> _SET PROBLEM_
Show every line of the records that contains the word "cushion".

> _EXERCISE INPUT_
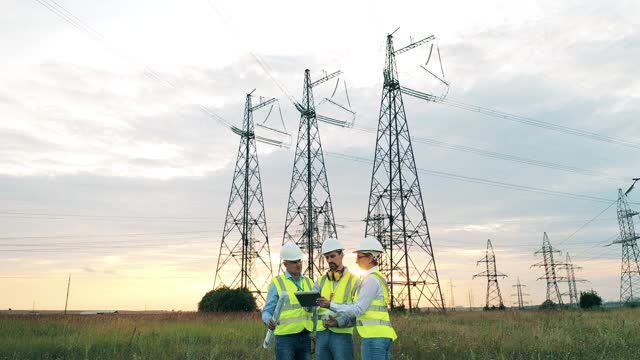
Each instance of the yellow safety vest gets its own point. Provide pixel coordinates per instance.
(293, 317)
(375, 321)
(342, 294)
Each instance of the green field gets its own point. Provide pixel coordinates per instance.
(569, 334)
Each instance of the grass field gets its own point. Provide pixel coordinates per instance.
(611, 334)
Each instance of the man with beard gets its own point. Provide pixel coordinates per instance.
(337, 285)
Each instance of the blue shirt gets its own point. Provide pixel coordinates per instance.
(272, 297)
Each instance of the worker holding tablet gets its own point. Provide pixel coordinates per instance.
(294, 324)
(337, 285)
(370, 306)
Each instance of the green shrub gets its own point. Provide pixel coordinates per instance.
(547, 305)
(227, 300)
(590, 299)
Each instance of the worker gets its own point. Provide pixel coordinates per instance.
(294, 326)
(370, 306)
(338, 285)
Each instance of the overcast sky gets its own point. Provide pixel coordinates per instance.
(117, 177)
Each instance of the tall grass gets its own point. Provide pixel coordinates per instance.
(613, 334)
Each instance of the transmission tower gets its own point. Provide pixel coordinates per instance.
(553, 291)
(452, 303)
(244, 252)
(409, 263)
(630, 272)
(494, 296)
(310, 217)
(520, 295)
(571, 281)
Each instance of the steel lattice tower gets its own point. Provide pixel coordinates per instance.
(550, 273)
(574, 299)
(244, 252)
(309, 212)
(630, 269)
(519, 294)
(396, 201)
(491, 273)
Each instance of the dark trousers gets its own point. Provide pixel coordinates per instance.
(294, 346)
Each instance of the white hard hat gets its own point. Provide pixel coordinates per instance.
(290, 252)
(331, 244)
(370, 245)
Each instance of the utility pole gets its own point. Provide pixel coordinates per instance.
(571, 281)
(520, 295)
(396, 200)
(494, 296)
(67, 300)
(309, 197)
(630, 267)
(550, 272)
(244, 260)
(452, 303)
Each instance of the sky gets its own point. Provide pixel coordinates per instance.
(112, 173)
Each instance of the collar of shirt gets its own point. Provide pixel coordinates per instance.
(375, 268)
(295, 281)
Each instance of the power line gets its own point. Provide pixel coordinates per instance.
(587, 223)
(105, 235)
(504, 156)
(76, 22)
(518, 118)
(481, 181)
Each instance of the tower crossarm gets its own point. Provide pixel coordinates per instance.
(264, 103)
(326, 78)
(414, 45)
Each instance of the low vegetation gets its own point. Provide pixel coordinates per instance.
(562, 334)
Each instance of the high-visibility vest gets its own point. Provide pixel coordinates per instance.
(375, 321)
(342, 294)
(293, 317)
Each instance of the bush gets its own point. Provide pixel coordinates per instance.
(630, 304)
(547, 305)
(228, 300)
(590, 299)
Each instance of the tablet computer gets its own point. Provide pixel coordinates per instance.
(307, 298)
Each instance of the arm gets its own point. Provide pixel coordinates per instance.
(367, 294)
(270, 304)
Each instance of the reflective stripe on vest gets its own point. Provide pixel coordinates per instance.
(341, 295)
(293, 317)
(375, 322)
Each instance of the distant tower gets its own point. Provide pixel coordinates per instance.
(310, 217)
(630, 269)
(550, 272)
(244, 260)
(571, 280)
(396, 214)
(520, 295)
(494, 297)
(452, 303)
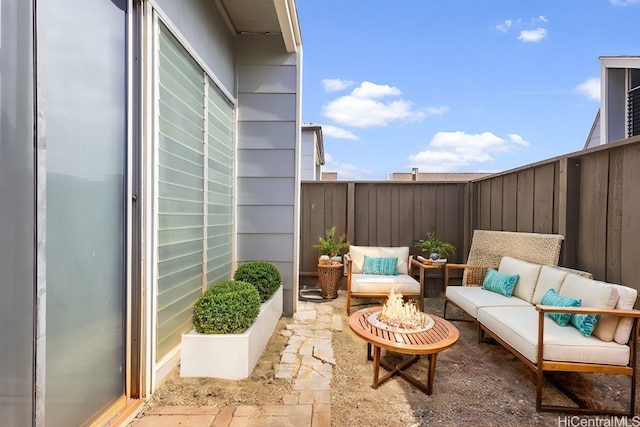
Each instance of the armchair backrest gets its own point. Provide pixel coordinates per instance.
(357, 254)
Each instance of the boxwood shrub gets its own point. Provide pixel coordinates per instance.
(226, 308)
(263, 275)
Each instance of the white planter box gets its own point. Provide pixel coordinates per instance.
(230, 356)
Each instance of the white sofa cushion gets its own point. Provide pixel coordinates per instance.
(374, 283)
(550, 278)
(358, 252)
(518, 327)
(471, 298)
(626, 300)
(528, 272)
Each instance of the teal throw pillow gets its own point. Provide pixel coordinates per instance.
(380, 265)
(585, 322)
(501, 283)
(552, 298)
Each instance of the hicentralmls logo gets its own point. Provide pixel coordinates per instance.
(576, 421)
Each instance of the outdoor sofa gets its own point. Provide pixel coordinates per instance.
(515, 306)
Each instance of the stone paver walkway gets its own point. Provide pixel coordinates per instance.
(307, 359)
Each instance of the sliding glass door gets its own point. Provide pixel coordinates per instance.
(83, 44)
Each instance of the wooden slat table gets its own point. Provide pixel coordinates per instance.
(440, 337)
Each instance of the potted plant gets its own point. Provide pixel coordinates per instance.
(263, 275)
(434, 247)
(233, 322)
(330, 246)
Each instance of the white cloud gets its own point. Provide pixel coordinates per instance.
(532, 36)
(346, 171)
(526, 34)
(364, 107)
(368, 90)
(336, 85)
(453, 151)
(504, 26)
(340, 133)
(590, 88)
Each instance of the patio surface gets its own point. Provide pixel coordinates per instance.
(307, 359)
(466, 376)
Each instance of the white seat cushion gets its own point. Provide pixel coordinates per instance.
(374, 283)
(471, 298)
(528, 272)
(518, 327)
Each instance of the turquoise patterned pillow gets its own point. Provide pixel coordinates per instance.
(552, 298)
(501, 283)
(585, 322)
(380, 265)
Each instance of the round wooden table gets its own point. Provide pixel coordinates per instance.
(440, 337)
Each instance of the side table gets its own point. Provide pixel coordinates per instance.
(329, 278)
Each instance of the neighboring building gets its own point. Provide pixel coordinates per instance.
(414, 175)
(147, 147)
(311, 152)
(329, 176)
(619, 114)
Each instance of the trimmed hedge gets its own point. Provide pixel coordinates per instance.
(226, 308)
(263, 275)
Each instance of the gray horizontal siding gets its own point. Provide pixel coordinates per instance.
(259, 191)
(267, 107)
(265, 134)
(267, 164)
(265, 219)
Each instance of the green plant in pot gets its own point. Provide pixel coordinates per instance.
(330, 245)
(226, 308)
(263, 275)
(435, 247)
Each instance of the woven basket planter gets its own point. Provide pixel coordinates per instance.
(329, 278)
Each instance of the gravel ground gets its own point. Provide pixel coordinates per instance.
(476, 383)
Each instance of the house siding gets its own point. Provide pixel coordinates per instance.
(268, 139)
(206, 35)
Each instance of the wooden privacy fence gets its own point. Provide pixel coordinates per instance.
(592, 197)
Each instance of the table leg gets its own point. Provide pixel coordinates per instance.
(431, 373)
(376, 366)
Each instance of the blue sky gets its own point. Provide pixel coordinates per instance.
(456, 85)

* * *

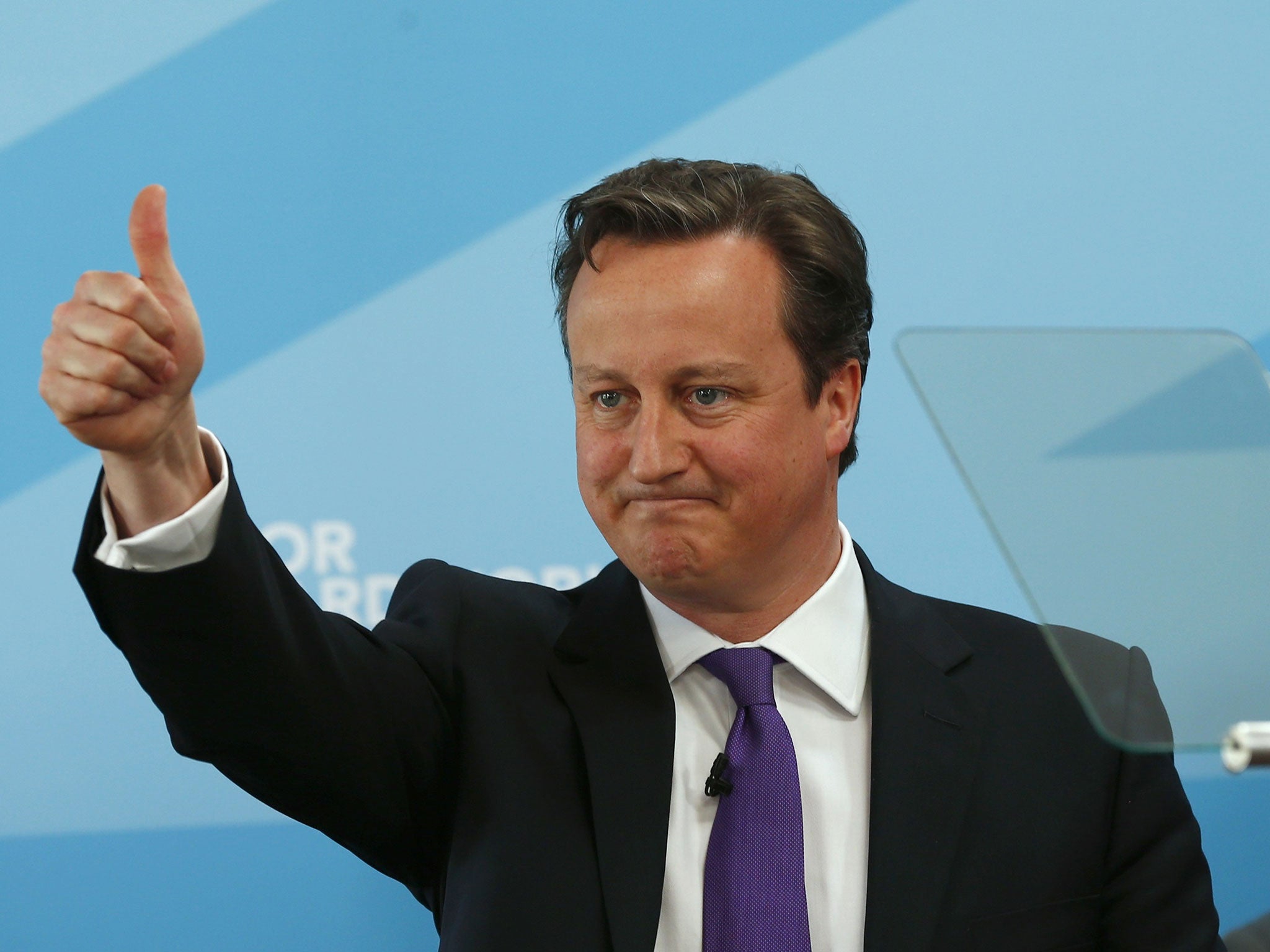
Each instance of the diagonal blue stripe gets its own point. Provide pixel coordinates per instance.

> _TASK SOLUTION_
Each instance of the white sofa cushion gets its own point. Provide pixel coordinates per instance.
Each instance of the white seat cushion gets its own point. Provide pixel coordinates per instance.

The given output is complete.